[Task requirements]:
Reproduce every line of the following data verbatim, preserving all wording, punctuation, blank lines, and coordinate values without alteration.

## Start

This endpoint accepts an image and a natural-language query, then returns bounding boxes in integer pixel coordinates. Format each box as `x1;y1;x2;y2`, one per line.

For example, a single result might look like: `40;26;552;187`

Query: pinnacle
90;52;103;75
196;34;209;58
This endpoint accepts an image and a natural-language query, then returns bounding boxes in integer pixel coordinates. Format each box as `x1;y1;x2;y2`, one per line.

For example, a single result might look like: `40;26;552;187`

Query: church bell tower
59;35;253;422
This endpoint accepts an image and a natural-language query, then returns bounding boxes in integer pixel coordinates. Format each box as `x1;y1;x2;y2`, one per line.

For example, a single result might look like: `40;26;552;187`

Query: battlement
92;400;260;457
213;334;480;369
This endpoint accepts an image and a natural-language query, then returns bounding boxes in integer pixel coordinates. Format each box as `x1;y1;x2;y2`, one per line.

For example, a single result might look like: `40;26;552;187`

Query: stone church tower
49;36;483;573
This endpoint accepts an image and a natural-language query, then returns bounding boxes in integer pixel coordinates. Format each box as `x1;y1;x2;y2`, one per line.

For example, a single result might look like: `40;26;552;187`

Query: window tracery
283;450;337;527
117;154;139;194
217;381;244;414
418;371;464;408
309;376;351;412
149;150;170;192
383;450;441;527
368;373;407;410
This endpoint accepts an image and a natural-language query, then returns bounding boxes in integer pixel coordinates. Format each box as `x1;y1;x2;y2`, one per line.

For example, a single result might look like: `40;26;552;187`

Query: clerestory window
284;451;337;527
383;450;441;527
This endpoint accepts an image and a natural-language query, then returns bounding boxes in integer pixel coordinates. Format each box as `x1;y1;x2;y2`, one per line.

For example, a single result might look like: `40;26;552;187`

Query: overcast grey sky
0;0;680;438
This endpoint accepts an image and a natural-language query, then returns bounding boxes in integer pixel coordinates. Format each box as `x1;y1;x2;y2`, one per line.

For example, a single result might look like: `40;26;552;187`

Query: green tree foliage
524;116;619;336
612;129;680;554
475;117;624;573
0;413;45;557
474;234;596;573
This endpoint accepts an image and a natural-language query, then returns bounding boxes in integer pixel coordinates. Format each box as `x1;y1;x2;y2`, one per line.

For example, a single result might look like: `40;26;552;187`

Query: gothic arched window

## End

[Task solution]:
This endpoint accepts an image and a natural-language query, then returns bounding boxes in integer pixel coordinates. Format each box as `x1;y1;x2;y2`, one per line.

For example, a single result might look like: `40;26;552;187`

Query: pinnacle
90;52;103;75
196;34;209;58
This endpoint accepts an image and a natural-language query, then returns bounding boxes in integer pixel coordinates. Format each box as `x1;y1;x2;y2`, one per line.

For example, a single result might look like: `40;26;552;187`

Query: church bell tower
59;35;253;422
This endpoint accepts an image and a natural-language query, then returns bounding boxes in integer pixel coordinates. Format each box as `x1;y1;x2;y2`, one per line.

For example, a single result might look like: `40;26;552;187`

Query: battlement
92;400;260;457
213;334;480;369
This endpoint accepts an image and a natural-language query, then returns bounding boxes in integer pixel coordinates. Format each box as `x1;y1;x2;y2`, one per line.

For example, a single result might look like: `40;26;552;187`

Query: stone church tower
49;36;483;573
This endpoint accepts an image and a natural-language query, then returns bounding boxes in integer pixel coordinates. Format each box as `x1;y1;x2;y2`, one per line.

For example, a single result might look like: `40;26;552;187`

Query: window tracery
283;450;337;527
117;154;139;194
217;381;244;414
418;371;464;408
309;376;351;412
149;150;170;192
383;450;441;527
368;373;407;410
This endpoint accepts an image and a natural-language query, then returns bounding boxes in integer pixel coordinates. Format each box as `x1;y1;x2;y2`, one per line.

For example, a single result might look like: `40;26;552;187`

Query: clerestory window
284;451;337;527
383;450;441;527
This endpoint accepts an image and a natural-language query, then returns bounding boxes in integer pixel coordinates. Format each box as `x1;y1;x2;y2`, one per line.

For example, a single result might look like: `40;26;552;187`

Query: overcast grey sky
0;0;680;438
This endpoint accepts an image and a natural-language query, then returns bounding boxes in integer pixel coordinates. Format each box as `x1;y1;x2;y2`, one per line.

For example, a single result might look like: `40;26;552;187`

Query: green tree foliage
524;116;619;336
612;129;680;554
475;117;624;573
0;413;45;557
474;234;596;573
This endpoint accepts an image and a natural-language query, then returns bounding boxes in integer pixel coordinates. Format each box as `x1;y1;x2;y2`, one per line.

For example, a single result might look like: `40;26;552;187`

Query: gothic arched window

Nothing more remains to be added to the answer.